Directions for this task |
Print each line of the listing once more, precisely as given.

[Source information Boundary: Start]

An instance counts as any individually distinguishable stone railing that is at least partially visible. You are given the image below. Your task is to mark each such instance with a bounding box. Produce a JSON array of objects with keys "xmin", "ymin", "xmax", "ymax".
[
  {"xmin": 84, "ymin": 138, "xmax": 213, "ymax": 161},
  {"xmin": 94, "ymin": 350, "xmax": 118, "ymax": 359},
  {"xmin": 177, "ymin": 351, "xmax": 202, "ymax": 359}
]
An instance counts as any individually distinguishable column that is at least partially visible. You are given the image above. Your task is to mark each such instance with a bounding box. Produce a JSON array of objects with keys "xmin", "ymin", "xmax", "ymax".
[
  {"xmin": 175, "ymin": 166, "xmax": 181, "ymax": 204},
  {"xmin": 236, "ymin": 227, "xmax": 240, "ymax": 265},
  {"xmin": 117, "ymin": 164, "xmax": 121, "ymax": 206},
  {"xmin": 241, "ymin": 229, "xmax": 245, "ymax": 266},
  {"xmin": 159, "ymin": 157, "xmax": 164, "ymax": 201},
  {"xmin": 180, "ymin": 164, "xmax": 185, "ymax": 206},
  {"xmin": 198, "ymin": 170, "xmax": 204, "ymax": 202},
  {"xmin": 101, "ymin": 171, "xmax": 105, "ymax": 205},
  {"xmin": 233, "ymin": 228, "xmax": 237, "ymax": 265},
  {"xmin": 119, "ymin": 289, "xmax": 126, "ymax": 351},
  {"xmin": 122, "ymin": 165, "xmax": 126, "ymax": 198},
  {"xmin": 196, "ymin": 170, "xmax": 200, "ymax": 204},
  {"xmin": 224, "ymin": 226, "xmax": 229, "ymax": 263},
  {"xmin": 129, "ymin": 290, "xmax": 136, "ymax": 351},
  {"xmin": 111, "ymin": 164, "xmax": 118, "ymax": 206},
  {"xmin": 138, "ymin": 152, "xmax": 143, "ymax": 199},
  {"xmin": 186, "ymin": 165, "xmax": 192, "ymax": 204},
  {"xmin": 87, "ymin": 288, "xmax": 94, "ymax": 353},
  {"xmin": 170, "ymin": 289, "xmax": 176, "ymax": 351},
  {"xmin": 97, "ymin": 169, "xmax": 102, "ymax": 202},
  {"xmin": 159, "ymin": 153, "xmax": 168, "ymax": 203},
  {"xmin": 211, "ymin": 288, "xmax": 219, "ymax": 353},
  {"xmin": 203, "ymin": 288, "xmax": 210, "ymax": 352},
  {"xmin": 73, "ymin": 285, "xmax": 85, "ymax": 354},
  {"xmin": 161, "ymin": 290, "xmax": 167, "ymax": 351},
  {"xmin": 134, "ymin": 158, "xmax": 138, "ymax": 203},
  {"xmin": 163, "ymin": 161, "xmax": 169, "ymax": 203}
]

[Source information Boundary: End]

Exercise response |
An instance counts as any individually distinguishable stone railing that is at least partially visible. You are given the image below. Your task is to mark each such instance with a bounding box. Produce a JSON array of objects with keys "xmin", "ymin", "xmax", "ymax".
[
  {"xmin": 84, "ymin": 138, "xmax": 213, "ymax": 161},
  {"xmin": 94, "ymin": 350, "xmax": 118, "ymax": 359},
  {"xmin": 177, "ymin": 351, "xmax": 202, "ymax": 359}
]
An instance counts as any individually distinguishable column that is at least partially visible. You are given the image above. Your task is to mark each such instance with a bounding box. Produce a JSON array of objects with keys "xmin", "ymin", "xmax", "ymax".
[
  {"xmin": 175, "ymin": 166, "xmax": 181, "ymax": 204},
  {"xmin": 236, "ymin": 227, "xmax": 240, "ymax": 265},
  {"xmin": 117, "ymin": 164, "xmax": 121, "ymax": 206},
  {"xmin": 241, "ymin": 229, "xmax": 245, "ymax": 266},
  {"xmin": 159, "ymin": 157, "xmax": 164, "ymax": 201},
  {"xmin": 180, "ymin": 164, "xmax": 185, "ymax": 206},
  {"xmin": 198, "ymin": 170, "xmax": 204, "ymax": 202},
  {"xmin": 101, "ymin": 171, "xmax": 105, "ymax": 205},
  {"xmin": 233, "ymin": 228, "xmax": 237, "ymax": 265},
  {"xmin": 119, "ymin": 289, "xmax": 126, "ymax": 351},
  {"xmin": 122, "ymin": 165, "xmax": 126, "ymax": 198},
  {"xmin": 196, "ymin": 170, "xmax": 200, "ymax": 204},
  {"xmin": 224, "ymin": 226, "xmax": 229, "ymax": 263},
  {"xmin": 129, "ymin": 290, "xmax": 136, "ymax": 351},
  {"xmin": 111, "ymin": 164, "xmax": 118, "ymax": 206},
  {"xmin": 138, "ymin": 152, "xmax": 143, "ymax": 199},
  {"xmin": 186, "ymin": 165, "xmax": 192, "ymax": 204},
  {"xmin": 87, "ymin": 288, "xmax": 94, "ymax": 353},
  {"xmin": 170, "ymin": 289, "xmax": 176, "ymax": 351},
  {"xmin": 97, "ymin": 169, "xmax": 102, "ymax": 202},
  {"xmin": 159, "ymin": 153, "xmax": 168, "ymax": 203},
  {"xmin": 211, "ymin": 288, "xmax": 219, "ymax": 353},
  {"xmin": 203, "ymin": 288, "xmax": 210, "ymax": 352},
  {"xmin": 73, "ymin": 285, "xmax": 85, "ymax": 354},
  {"xmin": 161, "ymin": 290, "xmax": 167, "ymax": 351},
  {"xmin": 134, "ymin": 158, "xmax": 138, "ymax": 203},
  {"xmin": 163, "ymin": 161, "xmax": 169, "ymax": 203}
]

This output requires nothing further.